[CHALLENGE 1] According to the license plate thread, in what part of Edmonton was the car with the hedgie plate being driven?

BEGIN EXCERPTED PASSAGE

# Hedgie License Plate!!



## hercsmom (Jul 6, 2010)

Check out the awesome license plate a friend of mine caught on the way to work this morning. Now I'm totally jealous [attachment=0:2naeiamh]hedgie plate shrunk.JPG[/attachment:2naeiamh]


----------



## Jen.Uh.Fur (Mar 29, 2011)

That's really cool!


----------



## PJM (May 7, 2010)

That's awesome! What a great idea.


----------



## hercsmom (Jul 6, 2010)

I thought it was pretty neat


----------



## zorropirate (Aug 13, 2010)

WOW! What a capture!!! 

Total fluke! You don't see that very often! Most vanity plates make no sense!


----------



## Midevalmiss (Apr 6, 2011)

O!M!!G!!! I want that now!!!! :lol: :lol: and I DO need to update my linces next month.... :twisted:


----------



## Hedgieonboard (Nov 15, 2009)

That is awesome


----------



## Titus (Apr 9, 2011)

Is that an Alberta plate? Where was this? Maybe I'll see them one day. :lol:


----------



## CritterHeaven (Feb 21, 2011)

Oh yeah.. I like that one. Right now my plate reads SE HRSE but I can see a chance a comin!


----------



## hercsmom (Jul 6, 2010)

Titus said:


> Is that an Alberta plate? Where was this? Maybe I'll see them one day. :lol:


Yep, it's an Alberta plate. They were driving in the west end of Edmonton. I see you're an Albertan too!


----------



## RalphsMum (Oct 14, 2010)

ha! that's awesome, will have to keep an eye out for that!


----------



## Titus (Apr 9, 2011)

Suddenly... I have the urge to have a hedgie party; y'know, with all ya'll Albertans here. :lol:


----------

END EXCERPTED PASSAGE
BEGIN GIVEN ENTRIES

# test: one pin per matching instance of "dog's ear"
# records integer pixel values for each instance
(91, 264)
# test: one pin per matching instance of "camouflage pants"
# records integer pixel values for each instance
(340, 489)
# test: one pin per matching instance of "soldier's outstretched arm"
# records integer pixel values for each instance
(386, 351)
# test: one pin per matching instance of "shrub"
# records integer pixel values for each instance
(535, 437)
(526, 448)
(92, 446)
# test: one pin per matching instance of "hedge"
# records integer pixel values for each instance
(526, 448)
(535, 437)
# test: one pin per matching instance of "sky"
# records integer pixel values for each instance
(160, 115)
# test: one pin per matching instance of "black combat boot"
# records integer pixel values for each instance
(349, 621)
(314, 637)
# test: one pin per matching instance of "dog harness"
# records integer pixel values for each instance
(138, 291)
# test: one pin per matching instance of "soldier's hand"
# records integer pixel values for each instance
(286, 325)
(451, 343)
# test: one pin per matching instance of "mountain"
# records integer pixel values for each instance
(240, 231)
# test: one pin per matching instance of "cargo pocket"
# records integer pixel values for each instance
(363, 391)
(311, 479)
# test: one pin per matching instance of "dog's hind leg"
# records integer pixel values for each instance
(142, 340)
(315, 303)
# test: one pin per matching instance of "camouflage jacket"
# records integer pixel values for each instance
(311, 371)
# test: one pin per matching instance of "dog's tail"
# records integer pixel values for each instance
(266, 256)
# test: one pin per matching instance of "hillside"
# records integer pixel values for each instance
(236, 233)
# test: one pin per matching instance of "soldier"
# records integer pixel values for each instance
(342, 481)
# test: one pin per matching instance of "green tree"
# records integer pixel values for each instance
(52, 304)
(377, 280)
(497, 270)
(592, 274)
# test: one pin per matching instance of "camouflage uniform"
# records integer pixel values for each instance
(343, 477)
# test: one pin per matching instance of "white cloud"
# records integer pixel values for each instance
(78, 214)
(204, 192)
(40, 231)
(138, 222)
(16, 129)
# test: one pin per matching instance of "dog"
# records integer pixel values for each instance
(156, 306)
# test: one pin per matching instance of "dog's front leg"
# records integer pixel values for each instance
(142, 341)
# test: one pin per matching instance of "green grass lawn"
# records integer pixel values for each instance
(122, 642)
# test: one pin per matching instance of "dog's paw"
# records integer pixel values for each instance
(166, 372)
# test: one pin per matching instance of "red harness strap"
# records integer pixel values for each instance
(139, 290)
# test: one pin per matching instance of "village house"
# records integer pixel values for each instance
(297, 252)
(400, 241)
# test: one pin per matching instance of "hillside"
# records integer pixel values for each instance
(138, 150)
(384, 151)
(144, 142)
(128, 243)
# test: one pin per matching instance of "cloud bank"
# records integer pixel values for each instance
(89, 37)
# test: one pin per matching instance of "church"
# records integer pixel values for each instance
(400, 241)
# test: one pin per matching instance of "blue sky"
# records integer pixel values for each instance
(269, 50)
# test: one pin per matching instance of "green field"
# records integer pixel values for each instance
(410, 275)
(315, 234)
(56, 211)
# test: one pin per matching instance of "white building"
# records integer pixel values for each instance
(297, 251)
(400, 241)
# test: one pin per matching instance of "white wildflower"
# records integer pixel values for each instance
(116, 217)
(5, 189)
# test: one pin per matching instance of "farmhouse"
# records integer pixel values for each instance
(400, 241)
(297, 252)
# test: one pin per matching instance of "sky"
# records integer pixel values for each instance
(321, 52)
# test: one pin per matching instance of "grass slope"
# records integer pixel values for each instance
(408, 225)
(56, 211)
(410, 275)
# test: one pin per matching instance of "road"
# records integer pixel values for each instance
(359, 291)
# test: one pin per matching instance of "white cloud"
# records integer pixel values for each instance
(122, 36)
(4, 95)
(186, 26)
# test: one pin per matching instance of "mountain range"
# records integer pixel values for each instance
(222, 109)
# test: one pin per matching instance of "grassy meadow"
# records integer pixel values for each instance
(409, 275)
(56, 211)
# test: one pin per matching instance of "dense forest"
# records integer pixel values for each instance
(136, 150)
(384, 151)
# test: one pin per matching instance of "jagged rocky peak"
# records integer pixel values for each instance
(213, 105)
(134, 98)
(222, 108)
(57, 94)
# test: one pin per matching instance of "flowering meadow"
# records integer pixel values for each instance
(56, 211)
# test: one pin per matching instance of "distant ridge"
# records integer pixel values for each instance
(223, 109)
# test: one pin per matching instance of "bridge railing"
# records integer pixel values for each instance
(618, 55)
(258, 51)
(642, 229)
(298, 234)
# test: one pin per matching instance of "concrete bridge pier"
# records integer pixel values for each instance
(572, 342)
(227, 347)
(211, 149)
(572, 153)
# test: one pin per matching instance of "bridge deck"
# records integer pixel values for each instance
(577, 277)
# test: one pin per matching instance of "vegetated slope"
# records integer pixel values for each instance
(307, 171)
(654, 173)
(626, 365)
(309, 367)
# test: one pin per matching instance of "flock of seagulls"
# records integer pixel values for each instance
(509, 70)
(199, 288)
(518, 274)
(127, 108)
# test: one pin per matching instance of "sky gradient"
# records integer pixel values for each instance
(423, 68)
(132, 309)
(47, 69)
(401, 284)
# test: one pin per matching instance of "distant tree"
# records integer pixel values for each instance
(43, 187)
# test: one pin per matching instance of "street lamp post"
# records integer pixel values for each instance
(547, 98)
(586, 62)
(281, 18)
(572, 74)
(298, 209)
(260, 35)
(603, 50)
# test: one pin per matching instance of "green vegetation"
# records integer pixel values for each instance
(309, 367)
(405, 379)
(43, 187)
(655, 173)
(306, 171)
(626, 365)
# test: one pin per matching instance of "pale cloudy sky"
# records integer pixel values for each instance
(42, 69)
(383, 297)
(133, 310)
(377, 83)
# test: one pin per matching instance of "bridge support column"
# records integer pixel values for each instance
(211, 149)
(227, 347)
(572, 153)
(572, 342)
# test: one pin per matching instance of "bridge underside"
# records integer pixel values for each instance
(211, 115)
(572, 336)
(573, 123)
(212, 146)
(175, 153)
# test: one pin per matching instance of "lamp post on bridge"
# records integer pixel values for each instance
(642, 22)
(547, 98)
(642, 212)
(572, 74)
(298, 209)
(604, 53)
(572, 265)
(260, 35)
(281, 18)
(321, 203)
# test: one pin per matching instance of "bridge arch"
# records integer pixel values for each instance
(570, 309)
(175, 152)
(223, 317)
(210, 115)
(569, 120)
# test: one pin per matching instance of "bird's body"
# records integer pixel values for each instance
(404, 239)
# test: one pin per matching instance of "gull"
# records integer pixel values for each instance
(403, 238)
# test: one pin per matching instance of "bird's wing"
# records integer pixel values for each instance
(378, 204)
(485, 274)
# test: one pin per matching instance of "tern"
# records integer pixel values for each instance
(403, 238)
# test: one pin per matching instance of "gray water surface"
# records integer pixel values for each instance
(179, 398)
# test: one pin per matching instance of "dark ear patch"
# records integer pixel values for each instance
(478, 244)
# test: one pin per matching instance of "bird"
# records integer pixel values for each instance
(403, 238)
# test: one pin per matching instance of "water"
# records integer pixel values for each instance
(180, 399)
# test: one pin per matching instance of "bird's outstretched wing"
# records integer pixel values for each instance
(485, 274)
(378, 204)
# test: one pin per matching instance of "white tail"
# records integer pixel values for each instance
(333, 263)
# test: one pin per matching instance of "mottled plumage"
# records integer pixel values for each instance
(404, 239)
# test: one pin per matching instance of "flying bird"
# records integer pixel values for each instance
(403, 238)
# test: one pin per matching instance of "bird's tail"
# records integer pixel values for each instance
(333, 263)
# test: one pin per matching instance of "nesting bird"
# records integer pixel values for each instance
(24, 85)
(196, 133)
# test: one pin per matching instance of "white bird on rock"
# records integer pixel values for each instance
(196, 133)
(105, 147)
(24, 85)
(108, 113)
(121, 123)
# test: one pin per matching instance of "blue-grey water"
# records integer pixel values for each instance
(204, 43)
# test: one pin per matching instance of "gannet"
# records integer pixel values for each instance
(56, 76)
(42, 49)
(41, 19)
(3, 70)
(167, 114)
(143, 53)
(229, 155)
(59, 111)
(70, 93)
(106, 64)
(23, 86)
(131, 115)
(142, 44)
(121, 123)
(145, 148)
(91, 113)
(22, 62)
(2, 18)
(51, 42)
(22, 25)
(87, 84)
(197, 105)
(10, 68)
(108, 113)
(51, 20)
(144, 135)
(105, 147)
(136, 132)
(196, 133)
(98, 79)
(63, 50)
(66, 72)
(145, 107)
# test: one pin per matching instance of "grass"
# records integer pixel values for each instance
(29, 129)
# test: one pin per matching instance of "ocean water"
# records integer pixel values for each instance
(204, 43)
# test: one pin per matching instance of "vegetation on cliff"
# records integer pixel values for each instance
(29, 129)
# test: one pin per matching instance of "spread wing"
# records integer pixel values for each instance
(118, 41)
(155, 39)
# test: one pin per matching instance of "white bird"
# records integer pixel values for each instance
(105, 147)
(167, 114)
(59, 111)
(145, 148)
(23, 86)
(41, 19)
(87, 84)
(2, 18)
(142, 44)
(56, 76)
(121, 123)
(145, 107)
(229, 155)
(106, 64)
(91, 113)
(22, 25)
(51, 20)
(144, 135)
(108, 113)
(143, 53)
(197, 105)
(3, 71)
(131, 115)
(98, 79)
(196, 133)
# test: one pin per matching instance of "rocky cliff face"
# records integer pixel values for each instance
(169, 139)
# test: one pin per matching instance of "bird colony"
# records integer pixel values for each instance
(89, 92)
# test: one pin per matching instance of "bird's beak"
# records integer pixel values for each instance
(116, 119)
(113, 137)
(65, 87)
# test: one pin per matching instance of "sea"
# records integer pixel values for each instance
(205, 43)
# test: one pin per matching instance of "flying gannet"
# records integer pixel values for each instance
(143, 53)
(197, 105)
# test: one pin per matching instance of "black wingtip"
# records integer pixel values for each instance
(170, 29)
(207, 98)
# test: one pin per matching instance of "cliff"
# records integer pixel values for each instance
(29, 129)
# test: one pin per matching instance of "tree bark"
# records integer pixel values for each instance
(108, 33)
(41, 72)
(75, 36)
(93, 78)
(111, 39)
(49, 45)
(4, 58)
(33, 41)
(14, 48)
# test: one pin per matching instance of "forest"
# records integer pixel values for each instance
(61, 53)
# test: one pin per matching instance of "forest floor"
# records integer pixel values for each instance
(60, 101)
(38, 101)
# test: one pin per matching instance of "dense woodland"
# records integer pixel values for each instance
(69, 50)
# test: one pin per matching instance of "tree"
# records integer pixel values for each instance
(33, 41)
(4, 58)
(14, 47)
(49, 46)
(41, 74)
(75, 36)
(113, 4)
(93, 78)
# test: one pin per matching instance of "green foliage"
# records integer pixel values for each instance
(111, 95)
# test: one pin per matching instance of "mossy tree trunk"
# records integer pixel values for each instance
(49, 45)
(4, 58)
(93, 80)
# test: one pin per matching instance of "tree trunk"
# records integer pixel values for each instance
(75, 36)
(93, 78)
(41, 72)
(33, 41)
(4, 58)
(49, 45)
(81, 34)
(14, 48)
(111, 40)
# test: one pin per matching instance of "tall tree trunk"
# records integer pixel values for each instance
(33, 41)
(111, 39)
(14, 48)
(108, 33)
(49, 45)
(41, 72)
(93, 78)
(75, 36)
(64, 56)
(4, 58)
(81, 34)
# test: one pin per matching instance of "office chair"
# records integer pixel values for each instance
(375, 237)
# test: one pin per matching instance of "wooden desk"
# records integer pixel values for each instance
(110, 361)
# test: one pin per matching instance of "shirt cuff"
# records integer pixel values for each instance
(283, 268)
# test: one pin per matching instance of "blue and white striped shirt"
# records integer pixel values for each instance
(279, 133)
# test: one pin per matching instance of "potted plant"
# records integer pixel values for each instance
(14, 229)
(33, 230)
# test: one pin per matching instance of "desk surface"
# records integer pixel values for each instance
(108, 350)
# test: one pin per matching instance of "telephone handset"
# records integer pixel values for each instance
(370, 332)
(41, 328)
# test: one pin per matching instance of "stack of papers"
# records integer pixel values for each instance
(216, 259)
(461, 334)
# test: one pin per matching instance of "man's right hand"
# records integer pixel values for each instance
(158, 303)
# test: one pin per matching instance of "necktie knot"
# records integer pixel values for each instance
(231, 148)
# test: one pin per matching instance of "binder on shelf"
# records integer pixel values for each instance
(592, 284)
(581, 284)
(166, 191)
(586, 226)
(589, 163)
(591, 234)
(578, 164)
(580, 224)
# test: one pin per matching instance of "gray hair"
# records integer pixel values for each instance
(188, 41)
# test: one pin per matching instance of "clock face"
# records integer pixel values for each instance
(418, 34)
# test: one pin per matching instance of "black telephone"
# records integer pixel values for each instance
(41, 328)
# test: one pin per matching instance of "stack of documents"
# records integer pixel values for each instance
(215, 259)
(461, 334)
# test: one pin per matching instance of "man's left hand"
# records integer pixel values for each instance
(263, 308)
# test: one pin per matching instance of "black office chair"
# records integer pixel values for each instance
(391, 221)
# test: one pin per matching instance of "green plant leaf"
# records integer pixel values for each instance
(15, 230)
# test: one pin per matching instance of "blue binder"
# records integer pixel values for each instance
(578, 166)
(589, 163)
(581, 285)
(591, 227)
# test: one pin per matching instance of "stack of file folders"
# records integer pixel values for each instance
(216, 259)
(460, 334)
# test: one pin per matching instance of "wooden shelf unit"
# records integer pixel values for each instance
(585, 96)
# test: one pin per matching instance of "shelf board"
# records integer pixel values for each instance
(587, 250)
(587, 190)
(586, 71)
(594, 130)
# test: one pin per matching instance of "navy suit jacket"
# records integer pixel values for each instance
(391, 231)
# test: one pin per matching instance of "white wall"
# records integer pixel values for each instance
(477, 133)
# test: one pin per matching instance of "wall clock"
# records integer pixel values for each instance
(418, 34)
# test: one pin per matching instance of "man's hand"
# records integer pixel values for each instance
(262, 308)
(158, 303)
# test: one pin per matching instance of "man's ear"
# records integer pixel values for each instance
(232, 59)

END GIVEN ENTRIES

[CHALLENGE 2] Collect every line of the records that contains the word "telephone", treating uppercase and lowercase letters as distinct.

[COMPLETE ANSWER 1] The west end of Edmonton.

[COMPLETE ANSWER 2]
# test: one pin per matching instance of "telephone handset"
# test: one pin per matching instance of "black telephone"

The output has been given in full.